__EXERCISE DETAILS__
Return, unaltered, every line from the beginning of the material below up to and including the one with "rough mask: <svg".

━━━ RECORDED DATA ━━━

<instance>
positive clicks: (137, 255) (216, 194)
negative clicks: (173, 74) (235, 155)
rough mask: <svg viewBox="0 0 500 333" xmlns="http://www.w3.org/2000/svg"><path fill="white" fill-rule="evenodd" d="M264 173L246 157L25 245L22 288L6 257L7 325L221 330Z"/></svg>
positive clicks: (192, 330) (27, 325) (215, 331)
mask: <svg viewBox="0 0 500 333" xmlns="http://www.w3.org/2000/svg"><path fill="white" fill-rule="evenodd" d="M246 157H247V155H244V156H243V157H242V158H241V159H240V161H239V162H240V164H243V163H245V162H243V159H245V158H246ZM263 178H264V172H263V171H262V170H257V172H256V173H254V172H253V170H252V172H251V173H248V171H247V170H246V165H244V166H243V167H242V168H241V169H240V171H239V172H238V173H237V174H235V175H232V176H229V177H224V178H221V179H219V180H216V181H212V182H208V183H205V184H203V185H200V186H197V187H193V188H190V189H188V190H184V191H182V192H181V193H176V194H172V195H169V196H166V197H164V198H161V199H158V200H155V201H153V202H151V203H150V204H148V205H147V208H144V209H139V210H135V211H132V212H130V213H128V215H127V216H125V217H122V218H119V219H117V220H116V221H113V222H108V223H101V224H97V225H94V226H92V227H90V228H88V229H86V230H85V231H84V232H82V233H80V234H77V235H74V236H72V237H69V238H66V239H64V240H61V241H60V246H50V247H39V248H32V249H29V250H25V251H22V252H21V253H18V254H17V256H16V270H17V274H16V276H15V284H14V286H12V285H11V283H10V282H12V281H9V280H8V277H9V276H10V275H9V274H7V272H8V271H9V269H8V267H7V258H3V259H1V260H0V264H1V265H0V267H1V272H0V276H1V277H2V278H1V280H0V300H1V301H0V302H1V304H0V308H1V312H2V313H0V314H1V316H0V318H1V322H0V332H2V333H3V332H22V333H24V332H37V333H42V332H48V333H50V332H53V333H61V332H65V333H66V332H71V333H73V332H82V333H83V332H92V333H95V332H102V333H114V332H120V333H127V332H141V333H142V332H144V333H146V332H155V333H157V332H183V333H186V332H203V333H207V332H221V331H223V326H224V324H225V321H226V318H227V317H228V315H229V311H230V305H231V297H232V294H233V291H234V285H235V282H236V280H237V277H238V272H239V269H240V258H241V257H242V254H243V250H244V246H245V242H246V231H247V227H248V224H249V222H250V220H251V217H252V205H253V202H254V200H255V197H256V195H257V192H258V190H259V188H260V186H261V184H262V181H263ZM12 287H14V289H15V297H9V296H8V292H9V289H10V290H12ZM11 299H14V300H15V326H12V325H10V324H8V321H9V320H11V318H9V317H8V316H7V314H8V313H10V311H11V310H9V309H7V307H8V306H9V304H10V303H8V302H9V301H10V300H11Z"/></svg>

━━━

__ANSWER TO THIS TASK__
<instance>
positive clicks: (137, 255) (216, 194)
negative clicks: (173, 74) (235, 155)
rough mask: <svg viewBox="0 0 500 333" xmlns="http://www.w3.org/2000/svg"><path fill="white" fill-rule="evenodd" d="M264 173L246 157L25 245L22 288L6 257L7 325L221 330Z"/></svg>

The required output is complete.